* begin Provided records *

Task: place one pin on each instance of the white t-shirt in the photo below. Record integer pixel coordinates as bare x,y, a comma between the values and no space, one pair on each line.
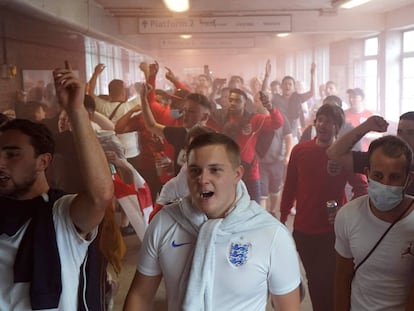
106,107
384,280
72,251
272,263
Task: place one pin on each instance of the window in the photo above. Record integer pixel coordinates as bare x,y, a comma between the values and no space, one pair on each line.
366,74
407,98
120,64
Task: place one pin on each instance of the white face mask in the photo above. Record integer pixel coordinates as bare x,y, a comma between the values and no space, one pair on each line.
176,113
385,197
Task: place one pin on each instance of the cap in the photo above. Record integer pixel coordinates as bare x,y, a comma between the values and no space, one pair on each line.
180,94
356,91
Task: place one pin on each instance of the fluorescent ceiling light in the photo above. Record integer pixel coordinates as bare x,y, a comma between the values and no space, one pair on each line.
283,34
353,3
177,5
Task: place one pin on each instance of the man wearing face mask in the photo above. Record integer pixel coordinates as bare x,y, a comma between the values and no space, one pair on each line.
375,234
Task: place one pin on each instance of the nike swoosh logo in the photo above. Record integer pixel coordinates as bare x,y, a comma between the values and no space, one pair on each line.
173,244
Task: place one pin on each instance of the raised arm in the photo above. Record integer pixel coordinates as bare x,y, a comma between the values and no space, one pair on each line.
341,150
169,74
272,121
150,123
123,125
92,82
88,208
265,84
309,94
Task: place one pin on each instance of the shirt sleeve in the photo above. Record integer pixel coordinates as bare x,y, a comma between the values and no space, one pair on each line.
148,261
284,274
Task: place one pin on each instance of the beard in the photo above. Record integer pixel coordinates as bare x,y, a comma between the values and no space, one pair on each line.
19,188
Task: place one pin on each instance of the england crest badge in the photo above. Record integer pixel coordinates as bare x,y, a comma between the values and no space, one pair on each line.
239,253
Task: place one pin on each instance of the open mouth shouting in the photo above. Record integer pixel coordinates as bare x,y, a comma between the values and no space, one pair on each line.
206,194
4,178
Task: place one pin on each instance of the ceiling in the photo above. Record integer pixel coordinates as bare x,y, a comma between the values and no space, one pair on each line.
309,18
310,21
123,8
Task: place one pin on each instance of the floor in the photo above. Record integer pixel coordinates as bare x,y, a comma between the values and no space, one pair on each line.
128,271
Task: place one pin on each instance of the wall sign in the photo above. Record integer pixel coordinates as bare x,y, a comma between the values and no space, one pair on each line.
222,24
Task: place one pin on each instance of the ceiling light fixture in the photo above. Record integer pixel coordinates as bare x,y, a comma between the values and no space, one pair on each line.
353,3
282,34
177,5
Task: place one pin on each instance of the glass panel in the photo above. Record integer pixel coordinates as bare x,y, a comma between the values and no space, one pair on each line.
371,47
408,41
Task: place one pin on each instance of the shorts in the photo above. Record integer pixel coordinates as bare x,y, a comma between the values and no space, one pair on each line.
271,175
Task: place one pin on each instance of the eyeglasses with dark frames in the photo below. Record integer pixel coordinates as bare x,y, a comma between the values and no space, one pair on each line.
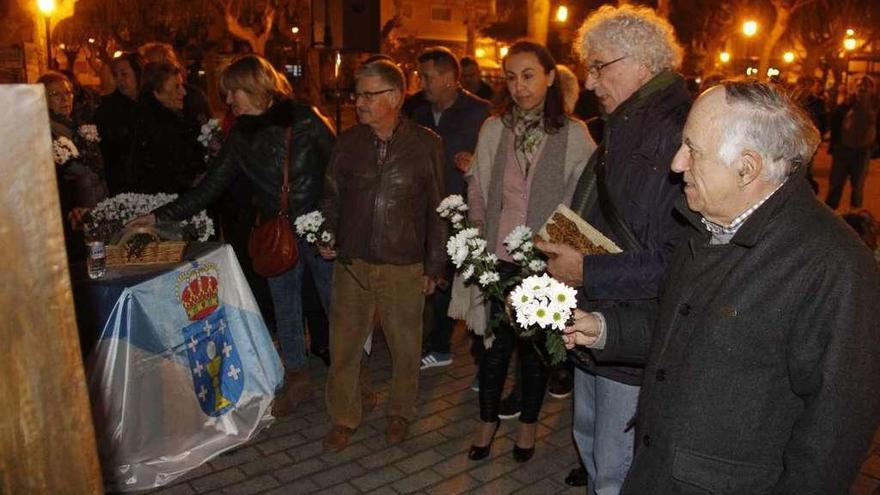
369,95
595,70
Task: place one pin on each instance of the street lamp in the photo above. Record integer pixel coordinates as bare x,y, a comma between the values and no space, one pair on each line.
562,14
47,7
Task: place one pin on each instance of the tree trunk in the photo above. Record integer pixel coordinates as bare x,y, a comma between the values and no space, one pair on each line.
539,17
663,7
776,32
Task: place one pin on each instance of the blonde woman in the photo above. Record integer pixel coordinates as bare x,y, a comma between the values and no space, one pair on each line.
260,98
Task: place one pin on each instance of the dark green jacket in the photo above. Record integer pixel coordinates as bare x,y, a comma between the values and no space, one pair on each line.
257,146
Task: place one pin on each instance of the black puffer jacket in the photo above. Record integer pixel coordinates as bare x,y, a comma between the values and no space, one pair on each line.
166,155
257,146
641,138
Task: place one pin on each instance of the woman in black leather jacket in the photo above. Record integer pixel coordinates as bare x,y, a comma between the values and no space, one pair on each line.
257,146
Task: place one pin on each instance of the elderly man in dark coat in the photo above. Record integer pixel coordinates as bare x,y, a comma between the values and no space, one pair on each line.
761,368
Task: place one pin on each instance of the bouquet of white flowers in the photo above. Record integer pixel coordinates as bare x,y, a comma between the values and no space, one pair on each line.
311,228
63,150
211,138
541,303
89,132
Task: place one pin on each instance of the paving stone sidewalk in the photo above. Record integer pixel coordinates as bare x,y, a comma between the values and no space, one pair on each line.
287,458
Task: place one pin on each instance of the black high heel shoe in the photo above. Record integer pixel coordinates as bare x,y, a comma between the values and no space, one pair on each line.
478,453
522,455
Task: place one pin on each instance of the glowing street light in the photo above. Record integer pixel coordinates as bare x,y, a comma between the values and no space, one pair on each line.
47,7
562,13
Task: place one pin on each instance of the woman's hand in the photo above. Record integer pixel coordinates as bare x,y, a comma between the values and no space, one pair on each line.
148,220
463,161
585,330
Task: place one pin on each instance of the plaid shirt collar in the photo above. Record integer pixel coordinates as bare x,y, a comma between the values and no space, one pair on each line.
722,234
382,145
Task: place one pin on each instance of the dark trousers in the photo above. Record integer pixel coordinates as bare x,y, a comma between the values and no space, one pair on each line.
493,370
849,163
439,326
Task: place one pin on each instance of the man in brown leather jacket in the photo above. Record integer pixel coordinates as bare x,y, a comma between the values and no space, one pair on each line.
384,181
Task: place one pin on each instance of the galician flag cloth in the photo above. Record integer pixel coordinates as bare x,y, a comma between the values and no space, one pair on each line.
184,370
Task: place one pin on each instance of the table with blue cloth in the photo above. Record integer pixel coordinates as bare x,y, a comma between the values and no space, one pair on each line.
179,363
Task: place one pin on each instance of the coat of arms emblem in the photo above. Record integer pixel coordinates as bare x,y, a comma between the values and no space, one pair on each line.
215,365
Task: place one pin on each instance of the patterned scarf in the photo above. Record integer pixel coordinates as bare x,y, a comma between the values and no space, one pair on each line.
528,132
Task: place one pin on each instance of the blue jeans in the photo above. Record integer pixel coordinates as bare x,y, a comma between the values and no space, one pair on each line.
286,292
602,409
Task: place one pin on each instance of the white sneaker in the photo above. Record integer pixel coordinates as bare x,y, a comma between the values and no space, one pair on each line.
436,359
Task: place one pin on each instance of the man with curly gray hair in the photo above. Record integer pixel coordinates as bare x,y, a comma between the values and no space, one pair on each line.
761,374
628,193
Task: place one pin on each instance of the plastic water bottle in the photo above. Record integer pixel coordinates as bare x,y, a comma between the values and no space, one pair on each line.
97,262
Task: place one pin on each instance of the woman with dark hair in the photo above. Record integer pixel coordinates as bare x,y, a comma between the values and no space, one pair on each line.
116,117
527,162
166,156
78,160
269,129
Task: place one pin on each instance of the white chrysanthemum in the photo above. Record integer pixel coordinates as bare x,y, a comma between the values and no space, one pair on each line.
520,297
89,132
488,278
457,249
477,245
562,295
517,237
63,150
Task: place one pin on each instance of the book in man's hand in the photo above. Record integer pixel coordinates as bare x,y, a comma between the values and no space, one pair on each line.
566,227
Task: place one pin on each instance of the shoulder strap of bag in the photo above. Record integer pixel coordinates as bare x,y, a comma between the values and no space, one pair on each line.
285,185
612,216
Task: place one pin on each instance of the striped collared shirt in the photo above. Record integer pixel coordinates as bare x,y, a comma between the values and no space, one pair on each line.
723,234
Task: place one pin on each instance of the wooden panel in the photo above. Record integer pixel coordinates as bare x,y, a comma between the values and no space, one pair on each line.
47,441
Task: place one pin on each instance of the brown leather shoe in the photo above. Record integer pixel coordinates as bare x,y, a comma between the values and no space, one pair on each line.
297,388
337,439
397,428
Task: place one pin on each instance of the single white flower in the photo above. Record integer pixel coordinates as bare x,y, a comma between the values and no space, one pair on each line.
488,278
537,266
89,132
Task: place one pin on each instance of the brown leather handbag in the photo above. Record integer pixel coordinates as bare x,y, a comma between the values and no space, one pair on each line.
272,245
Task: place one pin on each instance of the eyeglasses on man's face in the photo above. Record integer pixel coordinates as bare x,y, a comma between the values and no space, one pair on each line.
595,69
60,94
368,95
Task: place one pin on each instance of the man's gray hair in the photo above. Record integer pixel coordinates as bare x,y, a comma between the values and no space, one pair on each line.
637,32
386,70
765,119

* end Provided records *

# Set exercise
Copy out the lines of the entries above verbatim, starting at the line that contains "Task: place one pin on each instance of the shoulder" and continuing through the last line of the entries, with both ends included.

# Solution for this exercise
Task: place one pin on each instance of the shoulder strap of bag in the photo above. Record integer pixel coordinates as bare x,y, a comma between the values and no space, one pair on each line.
285,185
612,216
Task: place one pin on each instance of the striped collared shirt in the photo above. Record integer pixel coordinates as bare x,y, a comma between the values and no space, one pair on each line.
723,234
Task: place one pin on each instance of the wooden panel in the photo above. Record integer pixel coordinates as bare x,y, a comma between the values and no space, one pair on each line.
47,441
Task: place one pin on each instance of the brown leather shoe in the photo above. Record integer pixel coordinates as bare x,y, a comma between the values and no space, one pair on each line.
297,388
337,439
397,428
Task: place one pin on each instance of the single white flower in the photo above. Record integer pixel coordinates as bare x,y, a comma between the values and no space, one pair on each line.
488,278
537,266
89,132
Task: place one pin on each instance of the brown leather handbag in the photo above. Record integer pixel coordinates as bare x,y, a comma between the values and no space, one pair on each line.
272,245
Task: place one pin on each instance of the eyeglasses on man's face in the photo above. Record integer pixel coordinates as bare x,y, a comma between the values and no space, one pair on each line.
595,69
60,94
368,95
Task: place one pin on each instance of the man's gray hair in the photo above. Record integer pixel coordinates as bare x,y, a comma between the values and no space, one pair on each line.
637,32
386,70
765,119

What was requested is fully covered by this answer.